• [ZADANIA]:
1) Wypisz dosłownie część fragmentu źródłowego, zaczynając od słów „W sprawie piekła” i kończąc po słowach „Wam, a jakże.”.
2) Odpowiedz krótko na pytania dotyczące fragmentu źródłowego.
(a) Z kim trzeba uzgodnić, komu co i dokąd wysłać?
(b) Co jest niezmiennie najważniejsze w sprawie piekła w Ruskiej Wsi?
(c) Dlaczego maile do włodarzy regionu nie mają już sensu?

• [FRAGMENT ŹRÓDŁOWY]:
====================

Takie rzeczy do uzgodnienia z Ori, czyli komu co i dokąd wysłać.
W sprawie piekła w Ruskiej Wsi niezmiennie najważniejsze jest nagłaśnianie!!!
Pokazujcie nadal tę wzorowo prowadzoną placówkę każdemu, kto się nawinie!
To najważniejsze, bo oni się tego najbardziej boją!
Ori ze swej strony przedsięwzięła coś (jest w trakcie przedsiębrania) i jak już więcej przedsięweźmie i będzie miała do przekazania konkrety, to przekaże je Wam, a jakże.
Maile do włodarzy regionu nie mają już sensu - to jest przecież jedno miasteczko...

====================

Wpisy z adnotacjami ramek ograniczających:

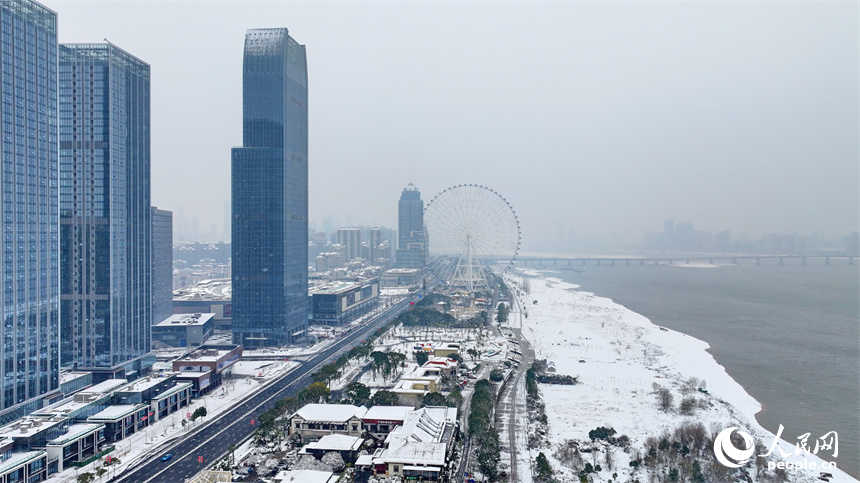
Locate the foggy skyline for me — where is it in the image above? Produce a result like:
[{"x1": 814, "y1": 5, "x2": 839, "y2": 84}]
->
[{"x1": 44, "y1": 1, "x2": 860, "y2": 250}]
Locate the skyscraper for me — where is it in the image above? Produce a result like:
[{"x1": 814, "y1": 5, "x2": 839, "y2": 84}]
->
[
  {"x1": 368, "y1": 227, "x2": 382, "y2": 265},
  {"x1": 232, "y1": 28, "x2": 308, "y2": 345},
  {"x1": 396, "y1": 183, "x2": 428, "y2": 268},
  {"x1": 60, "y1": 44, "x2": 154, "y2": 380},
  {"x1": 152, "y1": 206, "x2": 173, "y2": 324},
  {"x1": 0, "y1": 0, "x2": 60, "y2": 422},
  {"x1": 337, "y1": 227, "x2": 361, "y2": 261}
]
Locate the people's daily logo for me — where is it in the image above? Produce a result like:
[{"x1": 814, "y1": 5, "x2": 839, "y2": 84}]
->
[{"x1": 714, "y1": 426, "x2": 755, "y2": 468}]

====================

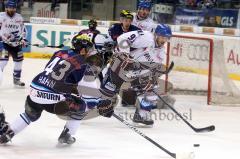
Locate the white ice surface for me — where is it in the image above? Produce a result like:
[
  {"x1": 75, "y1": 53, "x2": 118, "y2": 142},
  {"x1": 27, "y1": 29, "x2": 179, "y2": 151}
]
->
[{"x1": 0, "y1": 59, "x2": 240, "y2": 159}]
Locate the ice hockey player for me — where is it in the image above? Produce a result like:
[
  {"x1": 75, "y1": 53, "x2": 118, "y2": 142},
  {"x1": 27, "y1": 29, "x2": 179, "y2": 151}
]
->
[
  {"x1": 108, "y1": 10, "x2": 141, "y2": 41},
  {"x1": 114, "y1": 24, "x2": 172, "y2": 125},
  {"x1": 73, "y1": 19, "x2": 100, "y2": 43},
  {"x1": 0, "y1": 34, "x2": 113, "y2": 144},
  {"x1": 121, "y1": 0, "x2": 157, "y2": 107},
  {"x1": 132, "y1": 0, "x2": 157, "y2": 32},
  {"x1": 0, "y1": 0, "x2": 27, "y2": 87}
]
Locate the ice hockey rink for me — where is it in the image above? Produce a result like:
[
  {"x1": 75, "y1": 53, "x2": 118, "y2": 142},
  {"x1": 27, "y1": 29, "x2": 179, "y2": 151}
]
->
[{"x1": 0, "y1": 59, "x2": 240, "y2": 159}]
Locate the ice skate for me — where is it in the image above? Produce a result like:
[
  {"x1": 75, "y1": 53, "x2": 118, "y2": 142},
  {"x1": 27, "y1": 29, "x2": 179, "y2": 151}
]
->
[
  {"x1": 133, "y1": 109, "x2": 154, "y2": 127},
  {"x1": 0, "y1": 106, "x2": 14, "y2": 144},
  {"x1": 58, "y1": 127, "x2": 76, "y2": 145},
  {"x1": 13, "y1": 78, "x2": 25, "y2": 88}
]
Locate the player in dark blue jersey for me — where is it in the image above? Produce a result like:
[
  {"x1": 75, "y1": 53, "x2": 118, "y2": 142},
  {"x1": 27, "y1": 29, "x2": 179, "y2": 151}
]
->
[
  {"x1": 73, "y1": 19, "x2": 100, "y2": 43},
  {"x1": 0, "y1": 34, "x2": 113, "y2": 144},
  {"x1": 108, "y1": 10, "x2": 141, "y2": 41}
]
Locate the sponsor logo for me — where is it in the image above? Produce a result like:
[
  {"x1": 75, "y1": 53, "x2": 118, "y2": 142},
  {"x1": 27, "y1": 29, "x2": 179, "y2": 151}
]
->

====================

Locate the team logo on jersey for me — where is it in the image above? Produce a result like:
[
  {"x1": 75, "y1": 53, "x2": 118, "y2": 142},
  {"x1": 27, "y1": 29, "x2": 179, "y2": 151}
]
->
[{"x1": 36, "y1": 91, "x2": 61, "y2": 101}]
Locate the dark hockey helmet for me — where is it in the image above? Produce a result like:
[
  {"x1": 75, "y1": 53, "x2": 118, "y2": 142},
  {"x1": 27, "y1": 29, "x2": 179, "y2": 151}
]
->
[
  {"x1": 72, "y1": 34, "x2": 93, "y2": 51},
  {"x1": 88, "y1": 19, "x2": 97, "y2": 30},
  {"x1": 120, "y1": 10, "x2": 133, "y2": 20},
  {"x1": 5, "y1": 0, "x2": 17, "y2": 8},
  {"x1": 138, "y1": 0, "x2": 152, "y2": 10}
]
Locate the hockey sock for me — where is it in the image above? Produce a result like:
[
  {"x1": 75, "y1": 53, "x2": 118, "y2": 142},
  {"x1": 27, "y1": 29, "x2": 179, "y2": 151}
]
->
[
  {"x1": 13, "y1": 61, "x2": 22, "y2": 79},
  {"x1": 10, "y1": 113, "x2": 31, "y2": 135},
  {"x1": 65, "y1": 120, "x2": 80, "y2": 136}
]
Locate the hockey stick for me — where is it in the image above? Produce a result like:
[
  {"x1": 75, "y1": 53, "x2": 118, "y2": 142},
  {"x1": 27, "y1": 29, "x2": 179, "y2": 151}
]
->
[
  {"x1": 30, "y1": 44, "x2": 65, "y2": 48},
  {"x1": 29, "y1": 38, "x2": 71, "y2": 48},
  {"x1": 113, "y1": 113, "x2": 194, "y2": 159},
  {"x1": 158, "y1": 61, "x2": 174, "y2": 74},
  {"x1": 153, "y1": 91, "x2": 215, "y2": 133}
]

====================

• [WYNIKI KOŃCOWE]:
1)
W sprawie piekła w Ruskiej Wsi niezmiennie najważniejsze jest nagłaśnianie!!!
Pokazujcie nadal tę wzorowo prowadzoną placówkę każdemu, kto się nawinie!
To najważniejsze, bo oni się tego najbardziej boją!
Ori ze swej strony przedsięwzięła coś (jest w trakcie przedsiębrania) i jak już więcej przedsięweźmie i będzie miała do przekazania konkrety, to przekaże je Wam, a jakże.

2)
(a) Z Ori.
(b) Nagłaśnianie.
(c) Bo to jest jedno miasteczko.